_INSTRUCTION A_
Reproduce the rows verbatim, starting at the line that contains "Could you tag the wooden" and ending at the last line of the rows.

_DOCUMENT SECTION_
Abstract

The contemporary educational landscape is increasingly shaped by the need to align with rapid technological advancements. This calls for a reevaluation of academic programs and a focus on cultivating adaptable, skilled individuals capable of meeting evolving industrial demands. This paper presents the design, development, and experimental evaluation of a low-cost Unmanned Aerial Vehicle (UAV) based on the Arduino microcontroller platform. The UAV system comprises key components such as an inertial measurement unit (IMU), electronic speed controllers (ESCs), and brushless DC motors, all governed by a custom-built Arduino-based flight controller. The design emphasizes modularity, affordability, and ease of replication, rendering it highly suitable for educational and research purposes. Detailed discussions are provided on the system architecture, sensor integration, flight control algorithms, and wireless communication mechanisms. Experimental testing, corroborated by simulation, demonstrates that the UAV achieves a payload capacity of approximately 0.6 kg, which meets the design objectives. The project offers a practical, interdisciplinary learning platform, equipping students with essential competencies in embedded systems, control engineering, and mechatronic system integration skills that are directly transferable to contemporary engineering practice.

_TASK MATERIAL_
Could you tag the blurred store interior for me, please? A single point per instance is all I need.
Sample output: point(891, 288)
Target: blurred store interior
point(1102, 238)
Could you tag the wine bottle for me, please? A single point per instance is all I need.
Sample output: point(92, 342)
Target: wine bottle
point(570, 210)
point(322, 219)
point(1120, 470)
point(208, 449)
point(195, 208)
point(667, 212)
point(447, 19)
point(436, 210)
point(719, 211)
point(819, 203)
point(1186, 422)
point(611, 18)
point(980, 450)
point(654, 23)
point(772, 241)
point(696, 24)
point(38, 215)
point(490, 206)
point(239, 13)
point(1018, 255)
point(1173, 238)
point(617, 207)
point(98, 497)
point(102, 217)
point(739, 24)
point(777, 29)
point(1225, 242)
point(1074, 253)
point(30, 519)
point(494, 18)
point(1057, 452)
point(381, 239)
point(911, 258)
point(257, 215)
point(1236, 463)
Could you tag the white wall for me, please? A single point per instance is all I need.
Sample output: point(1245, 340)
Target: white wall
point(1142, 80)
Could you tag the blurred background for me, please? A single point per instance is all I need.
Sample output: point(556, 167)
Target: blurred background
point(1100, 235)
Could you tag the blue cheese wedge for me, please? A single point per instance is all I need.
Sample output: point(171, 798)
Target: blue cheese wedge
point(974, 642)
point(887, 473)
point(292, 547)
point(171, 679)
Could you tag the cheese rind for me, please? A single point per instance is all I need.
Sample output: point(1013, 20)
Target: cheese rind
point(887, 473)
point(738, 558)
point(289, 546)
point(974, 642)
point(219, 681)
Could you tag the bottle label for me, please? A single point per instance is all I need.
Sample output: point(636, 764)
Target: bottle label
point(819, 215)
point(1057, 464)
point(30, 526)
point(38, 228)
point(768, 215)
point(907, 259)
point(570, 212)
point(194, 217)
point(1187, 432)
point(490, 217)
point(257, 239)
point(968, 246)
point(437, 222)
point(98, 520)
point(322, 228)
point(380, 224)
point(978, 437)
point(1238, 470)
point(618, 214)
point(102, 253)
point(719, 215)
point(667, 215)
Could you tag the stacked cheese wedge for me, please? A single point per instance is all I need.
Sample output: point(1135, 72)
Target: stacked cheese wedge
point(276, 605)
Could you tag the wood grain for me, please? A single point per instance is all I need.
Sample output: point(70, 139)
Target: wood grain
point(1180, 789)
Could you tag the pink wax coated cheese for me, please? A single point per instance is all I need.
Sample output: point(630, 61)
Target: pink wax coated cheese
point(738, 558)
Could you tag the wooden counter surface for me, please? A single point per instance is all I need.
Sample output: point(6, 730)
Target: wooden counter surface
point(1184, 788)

_INSTRUCTION B_
According to the abstract, what payload capacity did the UAV achieve?

_FULL RESPONSE A_
Could you tag the wooden counter surface for me, please? A single point per instance is all I need.
Sample output: point(6, 730)
Target: wooden counter surface
point(1184, 788)

_FULL RESPONSE B_
Approximately 0.6 kg.